Beneath this sentence is a set of records; write each of them out exactly.

————————

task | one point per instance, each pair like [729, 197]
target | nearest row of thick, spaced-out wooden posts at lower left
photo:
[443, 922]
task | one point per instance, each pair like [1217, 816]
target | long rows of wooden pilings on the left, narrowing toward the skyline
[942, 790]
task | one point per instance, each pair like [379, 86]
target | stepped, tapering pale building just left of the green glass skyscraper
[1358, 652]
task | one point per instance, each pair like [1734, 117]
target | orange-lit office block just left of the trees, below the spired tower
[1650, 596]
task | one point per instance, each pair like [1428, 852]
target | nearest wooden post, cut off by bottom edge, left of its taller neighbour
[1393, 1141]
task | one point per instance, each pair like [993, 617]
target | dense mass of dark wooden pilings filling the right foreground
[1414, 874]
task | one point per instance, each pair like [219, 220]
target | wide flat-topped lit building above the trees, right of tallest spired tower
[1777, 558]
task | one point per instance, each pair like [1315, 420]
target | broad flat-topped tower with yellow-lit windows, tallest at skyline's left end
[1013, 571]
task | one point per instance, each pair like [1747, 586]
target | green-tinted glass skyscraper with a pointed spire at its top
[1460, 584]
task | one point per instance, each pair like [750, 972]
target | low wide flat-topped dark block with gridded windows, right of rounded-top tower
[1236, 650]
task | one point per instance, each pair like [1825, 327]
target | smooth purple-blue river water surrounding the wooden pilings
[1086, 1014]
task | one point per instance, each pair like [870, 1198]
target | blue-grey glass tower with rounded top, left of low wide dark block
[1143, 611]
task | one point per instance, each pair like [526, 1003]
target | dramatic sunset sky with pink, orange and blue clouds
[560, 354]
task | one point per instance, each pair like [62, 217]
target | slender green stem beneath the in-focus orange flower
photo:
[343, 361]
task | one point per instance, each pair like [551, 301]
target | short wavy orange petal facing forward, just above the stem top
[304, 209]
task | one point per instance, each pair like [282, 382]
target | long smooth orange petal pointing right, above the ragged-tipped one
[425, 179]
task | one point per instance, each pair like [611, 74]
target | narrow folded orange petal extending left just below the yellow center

————————

■ **Solved exercise**:
task | one point per instance, each pair like [729, 197]
target | nearest row of thick, spaced-out wooden posts at lower left
photo:
[443, 922]
task | one point per instance, each pair like [1217, 816]
target | long rows of wooden pilings on the left, narrowing toward the skyline
[942, 790]
task | one point per instance, each pair like [379, 86]
target | stepped, tapering pale building just left of the green glass skyscraper
[1358, 652]
task | one point per instance, each pair like [1734, 117]
target | orange-lit office block just left of the trees, below the spired tower
[1650, 596]
task | one point per instance, each pair like [1428, 852]
target | nearest wooden post, cut off by bottom edge, left of its taller neighbour
[1393, 1141]
task | one point per instance, each pair like [993, 617]
target | dense mass of dark wooden pilings filling the right foreground
[1414, 874]
task | one point per instance, each pair like [219, 220]
target | wide flat-topped lit building above the trees, right of tallest spired tower
[1777, 558]
task | one point per instance, each pair like [1315, 420]
target | broad flat-topped tower with yellow-lit windows, tallest at skyline's left end
[1013, 571]
task | one point per instance, each pair like [1747, 586]
target | green-tinted glass skyscraper with a pointed spire at its top
[1460, 584]
task | one point per instance, each pair like [750, 972]
target | low wide flat-topped dark block with gridded windows, right of rounded-top tower
[1236, 650]
task | one point per instance, each pair like [1825, 327]
target | smooth purple-blue river water surrounding the wooden pilings
[1086, 1014]
task | one point per instance, each pair like [870, 1198]
target | blue-grey glass tower with rounded top, left of low wide dark block
[1143, 611]
task | one point per instance, each pair like [526, 1003]
target | dramatic sunset sky with pink, orange and blue clouds
[560, 354]
task | one point per instance, each pair like [62, 217]
target | slender green stem beneath the in-focus orange flower
photo:
[343, 361]
task | one point per instance, each pair like [551, 301]
target | short wavy orange petal facing forward, just above the stem top
[304, 209]
task | one point per instance, each pair like [282, 382]
target | long smooth orange petal pointing right, above the ragged-tipped one
[425, 179]
task | one point per instance, each pair like [611, 74]
target | narrow folded orange petal extending left just below the yellow center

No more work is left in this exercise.